• Tasks and exercises
1 – Answer these about the passage on surviving illness:
(a) At what age does the writer say aging was almost all stopped?
(b) What did the surgeon replace on January 29th, 1996?
(c) How many years of intermittent abdominal pain did the hernia repair end?
2 – Which calendar dates does the passage on surviving illness give? List every one.
3 – Carry on the passage on surviving illness from the point where it stops.

━━━━━ Passage provided ━━━━━

This is the first year that I feel like I’m wholeheartedly
celebrating. I’m reflecting on what has happened and feel like I can feel God’s
presence and love no matter what is going on in my body or with my health. I
don’t know why I survived my dissection. Many people don’t survive that. God
also extravagantly loves them. Their lives also had meaning and value; they
also had loved ones who needed them, prayed for them, begged for their
survival. I’m not more special. I don’t have some huge amazing purpose to
fulfill that they didn’t have. So I don’t pretend to understand why I’m still
here. I don’t have to understand to embrace it and be thankful.
I do believe that these “after” years are a gift. Every
year, every birthday, every gray hair, and every wrinkle—all gifts. Whenever
I’m bothered by signs of aging on my body I remind myself that it was almost
all stopped at 28. I would have been frozen in pictures with unlined skin, dark
brown hair, forever young. Each health challenge gives me another reason to
celebrate.
January 29th, 1996 my life was saved through the
hands of a skilled surgeon who replaced a portion of my aorta and my aortic
valve.
January 23rd, 2012 a fantastic neurosurgeon
completed the second, and ultimately successful, attempt to repair a
spontaneous cerebrospinal fluid leak, ending six years of spinal headaches and
worsening weakness to just name a couple symptoms.
January 28th, 2015 a general surgeon repaired an
obturator hernia ending 15 years of intermittent episodes of debilitating
abdominal pain. (Obturator hernias are pretty rare, extremely difficult to
diagnose and therefore dangerous, and often seen in frail old women who’ve had a
lot of kids. That last part never fails to amuse me.)

━━━━━ Records shown ━━━━━

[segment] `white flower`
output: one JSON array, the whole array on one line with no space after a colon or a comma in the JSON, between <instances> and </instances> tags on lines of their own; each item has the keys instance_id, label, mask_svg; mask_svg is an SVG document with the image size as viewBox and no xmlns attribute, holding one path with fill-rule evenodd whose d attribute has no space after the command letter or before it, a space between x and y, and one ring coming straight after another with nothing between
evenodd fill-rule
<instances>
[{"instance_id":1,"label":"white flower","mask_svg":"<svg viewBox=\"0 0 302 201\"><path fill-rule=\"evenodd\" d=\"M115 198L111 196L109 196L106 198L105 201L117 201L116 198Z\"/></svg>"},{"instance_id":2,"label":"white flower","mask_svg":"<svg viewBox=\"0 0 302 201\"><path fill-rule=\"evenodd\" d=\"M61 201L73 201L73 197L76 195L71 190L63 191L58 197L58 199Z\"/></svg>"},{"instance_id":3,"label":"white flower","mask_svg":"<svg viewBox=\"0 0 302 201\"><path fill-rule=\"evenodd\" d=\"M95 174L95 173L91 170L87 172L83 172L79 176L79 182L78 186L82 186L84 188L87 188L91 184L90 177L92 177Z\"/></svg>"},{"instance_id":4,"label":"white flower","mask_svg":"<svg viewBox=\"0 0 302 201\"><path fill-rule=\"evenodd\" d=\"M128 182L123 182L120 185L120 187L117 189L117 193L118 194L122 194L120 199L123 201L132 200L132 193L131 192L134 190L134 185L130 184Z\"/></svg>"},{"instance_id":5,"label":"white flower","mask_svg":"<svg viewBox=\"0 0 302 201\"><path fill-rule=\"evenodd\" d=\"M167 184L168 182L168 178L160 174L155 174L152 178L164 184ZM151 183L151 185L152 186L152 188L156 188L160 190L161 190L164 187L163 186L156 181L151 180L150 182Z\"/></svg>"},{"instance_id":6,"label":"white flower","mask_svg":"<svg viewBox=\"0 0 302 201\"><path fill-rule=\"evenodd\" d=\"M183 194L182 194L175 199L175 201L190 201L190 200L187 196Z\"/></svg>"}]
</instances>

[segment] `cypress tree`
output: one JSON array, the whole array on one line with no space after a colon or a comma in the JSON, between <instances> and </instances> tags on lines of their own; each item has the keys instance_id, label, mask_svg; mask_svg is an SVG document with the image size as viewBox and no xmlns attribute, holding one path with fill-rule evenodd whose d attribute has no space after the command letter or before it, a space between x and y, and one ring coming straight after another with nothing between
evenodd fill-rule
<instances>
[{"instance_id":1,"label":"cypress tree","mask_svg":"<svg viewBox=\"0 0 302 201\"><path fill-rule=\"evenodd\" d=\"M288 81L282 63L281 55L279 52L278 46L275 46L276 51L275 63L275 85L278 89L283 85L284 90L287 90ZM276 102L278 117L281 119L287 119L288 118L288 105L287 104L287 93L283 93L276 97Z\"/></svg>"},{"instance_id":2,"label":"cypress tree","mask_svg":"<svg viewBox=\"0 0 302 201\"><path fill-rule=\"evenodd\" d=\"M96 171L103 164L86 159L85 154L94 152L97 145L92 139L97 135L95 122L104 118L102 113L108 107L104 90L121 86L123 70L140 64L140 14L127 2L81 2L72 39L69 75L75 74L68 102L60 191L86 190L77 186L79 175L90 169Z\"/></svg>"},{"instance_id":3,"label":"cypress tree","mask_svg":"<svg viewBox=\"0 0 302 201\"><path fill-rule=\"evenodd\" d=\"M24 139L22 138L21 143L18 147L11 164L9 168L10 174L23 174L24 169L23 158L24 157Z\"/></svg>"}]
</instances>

━━━━━

• Responses to the exercise
1 –
(a) 28
(b) A portion of the writer's aorta and the aortic valve
(c) 15 years

2 –
January 29th, 1996
January 23rd, 2012
January 28th, 2015

3 –
20 years, 4 years, 1 year. All occurred at the end of
January, which is the month when we Americans celebrate fresh starts, new
beginnings, and setting aside old ways. Last year as I prepared for surgery
amidst panic-laced anxiety, God reminded me of a favorite verse. Isaiah 46:4(NIV) says, “Even to your old age and
gray hairs I am he, I am he who will sustain you. I have made you and I will
carry you; I will sustain you and I will rescue you.” I love the fact that
God will sustain me—I don’t have to sustain myself. But I also love that he
reminds me that he was the one who made me. Marfan Syndrome and all of its
challenges aren’t a surprise to him. He made me and he promises he will carry
me. He’s not going to get tired, neither my problems nor I are going to get too
big for him, he’s not going to regret making me in the first place because I
need to be carried more than I see others needing it. That’s love that I can celebrate.
This year, as I journaled and prayed about celebrating my
life, God led me to another verse. Isaiah 64:3 & 4 says, “We remember that long ago you did amazing
things for us that we had never dreamed you’d do. You came down, and the
mountains shook at your presence. Nothing like that had ever happened before—no
eye had ever seen, and no ear had ever heard such wonders, but you did them
then for the sake of your people, for those who trusted in you. (VOICE) The
first line is the one that really gets me, “You did amazing things for us that
we had never dreamed you’d do.” Before my dissection I firmly believed that if
my aorta dissected I would die. Not that I might die, that I WOULD die. As I endured 6 years of
headaches and 15 years of abdominal pain I thought maybe this pain was just
something I needed to get used to, maybe healing these things wasn’t going to
happen for me. God didn’t need unwavering faith, he didn’t need my vigilance,
and he didn’t need my expectation for these amazing things to happen.
Over and over again, in all of our lives, God does amazing
things. He redeems and he reclaims and he puts the right people in our lives
when we need help to heal. He gives life—a free and clear gift, assuring us we
owe him nothing in return. I remember and I celebrate.